--- EXTRACTED DATA ---
━━━━━━━━━━━━━━━━
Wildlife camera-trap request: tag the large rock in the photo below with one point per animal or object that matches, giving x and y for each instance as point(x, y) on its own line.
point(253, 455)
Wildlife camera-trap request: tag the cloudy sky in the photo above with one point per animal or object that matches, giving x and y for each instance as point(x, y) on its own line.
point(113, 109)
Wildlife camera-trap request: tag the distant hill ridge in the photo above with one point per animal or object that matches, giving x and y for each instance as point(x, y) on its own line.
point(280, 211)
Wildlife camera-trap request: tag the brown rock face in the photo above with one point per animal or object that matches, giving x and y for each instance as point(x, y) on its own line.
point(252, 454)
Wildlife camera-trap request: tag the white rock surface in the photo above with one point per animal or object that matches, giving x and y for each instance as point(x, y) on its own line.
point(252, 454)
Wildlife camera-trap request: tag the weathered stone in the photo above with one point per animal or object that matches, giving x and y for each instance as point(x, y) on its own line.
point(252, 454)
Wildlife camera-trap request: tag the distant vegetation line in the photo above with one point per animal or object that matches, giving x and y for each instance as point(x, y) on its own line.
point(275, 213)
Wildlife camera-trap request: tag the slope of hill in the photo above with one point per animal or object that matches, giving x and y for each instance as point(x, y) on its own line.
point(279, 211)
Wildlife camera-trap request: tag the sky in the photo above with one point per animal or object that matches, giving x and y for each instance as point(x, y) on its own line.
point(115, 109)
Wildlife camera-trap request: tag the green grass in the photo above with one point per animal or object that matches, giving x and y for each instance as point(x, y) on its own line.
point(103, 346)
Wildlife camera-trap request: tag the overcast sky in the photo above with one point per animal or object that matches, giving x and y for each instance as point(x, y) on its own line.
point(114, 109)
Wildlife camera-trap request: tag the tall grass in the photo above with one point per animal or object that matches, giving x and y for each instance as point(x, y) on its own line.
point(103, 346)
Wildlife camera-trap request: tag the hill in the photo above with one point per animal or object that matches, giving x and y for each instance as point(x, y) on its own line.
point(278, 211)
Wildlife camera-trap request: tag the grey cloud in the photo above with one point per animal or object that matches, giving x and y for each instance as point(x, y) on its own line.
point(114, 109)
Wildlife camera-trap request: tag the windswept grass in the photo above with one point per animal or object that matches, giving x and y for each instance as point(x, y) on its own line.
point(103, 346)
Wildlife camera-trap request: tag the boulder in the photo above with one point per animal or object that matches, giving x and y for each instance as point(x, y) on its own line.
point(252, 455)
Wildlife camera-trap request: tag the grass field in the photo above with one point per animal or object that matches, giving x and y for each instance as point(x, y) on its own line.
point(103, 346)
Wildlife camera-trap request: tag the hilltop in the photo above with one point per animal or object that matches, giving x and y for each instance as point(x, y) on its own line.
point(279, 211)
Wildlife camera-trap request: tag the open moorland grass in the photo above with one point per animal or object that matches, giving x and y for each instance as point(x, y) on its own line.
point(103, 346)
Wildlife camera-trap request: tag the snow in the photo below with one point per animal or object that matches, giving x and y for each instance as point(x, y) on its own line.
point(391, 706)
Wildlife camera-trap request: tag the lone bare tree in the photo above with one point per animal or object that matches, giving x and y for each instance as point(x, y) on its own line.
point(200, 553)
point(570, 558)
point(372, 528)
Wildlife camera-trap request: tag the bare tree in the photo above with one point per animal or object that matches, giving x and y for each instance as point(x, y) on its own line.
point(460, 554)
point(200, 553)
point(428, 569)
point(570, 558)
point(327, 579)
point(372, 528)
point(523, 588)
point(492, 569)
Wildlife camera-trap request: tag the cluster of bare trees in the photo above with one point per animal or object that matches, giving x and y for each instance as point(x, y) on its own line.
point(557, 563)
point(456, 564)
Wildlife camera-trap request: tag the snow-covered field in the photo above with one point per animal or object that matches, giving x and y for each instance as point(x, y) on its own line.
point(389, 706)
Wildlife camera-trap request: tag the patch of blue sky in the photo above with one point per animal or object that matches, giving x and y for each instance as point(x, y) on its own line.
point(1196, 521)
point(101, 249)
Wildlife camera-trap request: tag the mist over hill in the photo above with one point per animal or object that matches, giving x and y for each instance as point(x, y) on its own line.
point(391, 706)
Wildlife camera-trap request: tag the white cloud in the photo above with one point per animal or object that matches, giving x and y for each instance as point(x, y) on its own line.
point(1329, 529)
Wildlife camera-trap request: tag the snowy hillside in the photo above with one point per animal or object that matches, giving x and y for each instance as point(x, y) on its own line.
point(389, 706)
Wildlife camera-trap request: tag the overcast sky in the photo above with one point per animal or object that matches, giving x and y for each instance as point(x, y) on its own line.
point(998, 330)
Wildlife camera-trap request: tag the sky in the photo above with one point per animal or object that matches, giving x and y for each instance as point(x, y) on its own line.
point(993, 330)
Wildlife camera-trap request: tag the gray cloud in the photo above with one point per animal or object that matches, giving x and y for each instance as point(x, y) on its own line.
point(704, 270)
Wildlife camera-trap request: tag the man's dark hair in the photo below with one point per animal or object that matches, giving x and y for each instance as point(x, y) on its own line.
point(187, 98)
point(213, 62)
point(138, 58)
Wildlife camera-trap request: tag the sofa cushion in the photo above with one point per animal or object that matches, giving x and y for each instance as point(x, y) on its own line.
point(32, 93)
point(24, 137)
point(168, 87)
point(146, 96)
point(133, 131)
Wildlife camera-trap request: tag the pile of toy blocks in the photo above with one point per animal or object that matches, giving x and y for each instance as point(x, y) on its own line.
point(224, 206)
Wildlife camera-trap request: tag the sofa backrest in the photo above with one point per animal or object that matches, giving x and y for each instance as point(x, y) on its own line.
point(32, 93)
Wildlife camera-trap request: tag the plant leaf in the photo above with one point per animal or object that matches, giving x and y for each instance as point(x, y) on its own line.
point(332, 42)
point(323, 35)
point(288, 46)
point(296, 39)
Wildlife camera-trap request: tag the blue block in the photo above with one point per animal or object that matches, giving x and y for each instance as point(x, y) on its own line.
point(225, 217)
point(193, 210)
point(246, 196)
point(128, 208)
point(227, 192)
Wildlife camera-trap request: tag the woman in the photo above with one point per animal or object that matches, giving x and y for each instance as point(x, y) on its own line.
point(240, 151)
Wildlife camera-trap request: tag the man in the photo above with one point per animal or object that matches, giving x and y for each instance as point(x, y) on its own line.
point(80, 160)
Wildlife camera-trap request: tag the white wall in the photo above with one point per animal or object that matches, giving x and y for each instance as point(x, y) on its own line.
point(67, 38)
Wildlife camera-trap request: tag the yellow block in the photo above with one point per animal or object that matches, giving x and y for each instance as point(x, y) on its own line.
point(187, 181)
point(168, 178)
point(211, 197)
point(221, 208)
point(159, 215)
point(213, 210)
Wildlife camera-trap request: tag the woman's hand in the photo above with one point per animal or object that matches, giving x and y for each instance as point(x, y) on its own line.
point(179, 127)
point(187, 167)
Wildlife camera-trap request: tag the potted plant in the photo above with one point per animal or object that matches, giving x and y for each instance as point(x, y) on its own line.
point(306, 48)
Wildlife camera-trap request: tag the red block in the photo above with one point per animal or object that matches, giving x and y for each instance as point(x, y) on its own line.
━━━━━━━━━━━━━━━━
Go through the records and set every one down exactly.

--- RESULT ---
Wildlife camera-trap request: tag the large rock in the photo below with one point per animal or object that matches, giving x and y for each instance as point(x, y) on its own line.
point(253, 455)
Wildlife camera-trap request: tag the cloudy sky in the photo above with one point per animal or object that matches, giving x and y for each instance as point(x, y) on its own line.
point(113, 109)
Wildlife camera-trap request: tag the distant hill ridge in the photo above with one point per animal or object that matches, giving x and y for each instance as point(x, y) on its own line.
point(280, 211)
Wildlife camera-trap request: tag the brown rock face in the photo above with one point per animal or object that matches, giving x and y for each instance as point(x, y) on its own line.
point(252, 454)
Wildlife camera-trap request: tag the white rock surface in the photo above with one point per animal or object that matches, giving x and y for each instance as point(x, y) on its own line.
point(252, 454)
Wildlife camera-trap request: tag the weathered stone in the photo above with one point per animal or object that matches, giving x and y for each instance as point(x, y) on its own line.
point(252, 454)
Wildlife camera-trap request: tag the distant vegetation line in the photo above with one point per animal or object that matches, giving x and y for each instance as point(x, y) on its own line.
point(275, 213)
Wildlife camera-trap request: tag the slope of hill in the photo above with one point per animal or object that matches, giving x and y for each instance as point(x, y) on its own line.
point(279, 211)
Wildlife camera-trap request: tag the sky in the photo above with one point per animal or object that matches, giving x and y for each instance as point(x, y) on its own line.
point(115, 109)
Wildlife camera-trap request: tag the green grass in the photo above with one point per animal or object that matches, giving x and y for each instance as point(x, y) on its own line.
point(103, 346)
Wildlife camera-trap request: tag the overcast sky in the photo above with one point per animal or object that matches, giving x and y for each instance as point(x, y) on its own line.
point(114, 109)
Wildlife camera-trap request: tag the tall grass in the photo above with one point per animal or object that matches, giving x and y for each instance as point(x, y) on its own line.
point(103, 346)
Wildlife camera-trap request: tag the hill in the photo above with one point per animal or object that matches, giving x and y for each instance as point(x, y) on its own line.
point(278, 211)
Wildlife camera-trap request: tag the grey cloud in the photo above with one point per animal or object that matches, giving x and y for each instance as point(x, y) on its own line.
point(114, 109)
Wildlife camera-trap request: tag the windswept grass in the photo above with one point per animal or object that matches, giving x and y for each instance as point(x, y) on its own line.
point(103, 346)
Wildlife camera-trap request: tag the boulder in the photo above with one point per animal or object that matches, giving x and y for each instance as point(x, y) on its own line.
point(252, 455)
Wildlife camera-trap request: tag the grass field in the photo above with one point per animal or object that matches, giving x and y for each instance as point(x, y) on its own line.
point(103, 346)
Wildlife camera-trap request: tag the hilltop in the photo above with one point per animal or object that matches, giving x and y for each instance as point(x, y) on its own line.
point(279, 211)
Wildlife camera-trap request: tag the open moorland grass in the photo above with one point per animal or object that matches, giving x and y for each instance as point(x, y) on its own line.
point(103, 346)
Wildlife camera-trap request: tag the snow in the photo below with one point per animal or object that matches, giving x and y for each instance as point(x, y) on its own line.
point(391, 706)
Wildlife camera-trap request: tag the lone bare tree in the photo above with one point per animal or object that matches, giving x and y for each instance as point(x, y) on its own line.
point(200, 553)
point(570, 558)
point(372, 528)
Wildlife camera-trap request: tag the bare tree in the photo above with one point per animal or object that matches, giving x and y for each instance as point(x, y) on its own line.
point(460, 554)
point(200, 553)
point(428, 569)
point(570, 558)
point(327, 579)
point(372, 528)
point(523, 588)
point(492, 569)
Wildlife camera-trap request: tag the cluster of bare trees in the photo above with one point per animal or object that matches, giving x and y for each instance as point(x, y) on its own line.
point(557, 563)
point(456, 564)
Wildlife camera-trap request: tag the snow-covered field in the photo above with one point per animal or object that matches, giving x and y for each instance as point(x, y) on its own line.
point(389, 706)
Wildlife camera-trap request: tag the patch of blue sky in the photo above with one point per animal or object that matches, giving x and y for each instance as point(x, y) on its own line.
point(1196, 521)
point(101, 249)
Wildlife camera-trap request: tag the mist over hill in the photo above with one point per animal or object that matches, giving x and y for each instance as point(x, y) on its own line.
point(391, 706)
Wildlife camera-trap request: tag the white cloud in the photo above with one point per animal or object that matches, giving x and y for each instance as point(x, y) on its own line.
point(1329, 529)
Wildlife camera-trap request: tag the snowy hillside in the photo above with one point per animal or object that matches, giving x and y for each instance as point(x, y) on its own line.
point(389, 706)
Wildlife camera-trap request: tag the overcast sky in the photo above with one point per animal or object that matches, giving x and y for each instance as point(x, y) on its own line.
point(998, 330)
Wildlife camera-trap request: tag the sky in the photo above with one point per animal or object that matches, giving x and y for each instance as point(x, y) on its own line.
point(993, 330)
Wildlife camera-trap request: tag the gray cloud in the photo above with one point per animal or object that matches, giving x and y for each instance as point(x, y) on its own line.
point(704, 270)
Wildlife camera-trap request: tag the man's dark hair in the photo below with one point per animal or object that matches, giving x and y for each instance as point(x, y) on its own line.
point(187, 98)
point(213, 62)
point(138, 58)
Wildlife camera-trap request: tag the sofa cushion in the photo above with one point per animal or object that matches, giving x and y for each instance as point(x, y) on its own line.
point(32, 93)
point(24, 137)
point(168, 87)
point(146, 96)
point(133, 131)
Wildlife camera-trap request: tag the pile of toy blocks in the photo above with one point per animal or object that matches, giving x and y for each instance as point(x, y) on its own line.
point(224, 206)
Wildlife camera-trap request: tag the sofa backrest in the photo above with one point per animal or object that matches, giving x and y for each instance as point(x, y) on its own line.
point(32, 93)
Wildlife camera-trap request: tag the plant leaf in the photo above with one point per animal or object that matches, giving x and y for each instance as point(x, y) on its own line.
point(332, 42)
point(323, 35)
point(288, 46)
point(296, 39)
Wildlife camera-trap request: tag the blue block in the photo above with one point per animal or object that matches, giving x and y for each instance as point(x, y) on its own line.
point(225, 217)
point(193, 210)
point(246, 196)
point(128, 208)
point(227, 192)
Wildlife camera-trap request: tag the woman in the photo above with one point per animal or object that matches, giving x and y for each instance as point(x, y) on its own line.
point(240, 151)
Wildlife camera-trap request: tag the man in the photo above with one point per animal or object that matches, giving x and y for each instance as point(x, y) on its own line.
point(80, 160)
Wildlife camera-trap request: tag the white wall in the photo above with one point per animal or object that matches, giving x and y for each instance as point(x, y) on its own line.
point(67, 38)
Wildlife camera-trap request: tag the yellow block in the photo above with one point per animal or object that matches, giving x and y for each instance as point(x, y) on its own line.
point(187, 181)
point(168, 178)
point(211, 197)
point(221, 208)
point(159, 215)
point(213, 210)
Wildlife camera-trap request: tag the woman's hand in the photo above with one point per animal or object that matches, giving x and y for each instance as point(x, y) on its own line.
point(179, 127)
point(187, 167)
Wildlife camera-trap request: tag the potted plant in the photo above with one point per animal or object that matches, giving x and y for each instance as point(x, y) on its own line.
point(306, 48)
Wildlife camera-trap request: tag the red block in the photo above with one point per animal or object that matches, giving x and y for each instance as point(x, y) on its own line.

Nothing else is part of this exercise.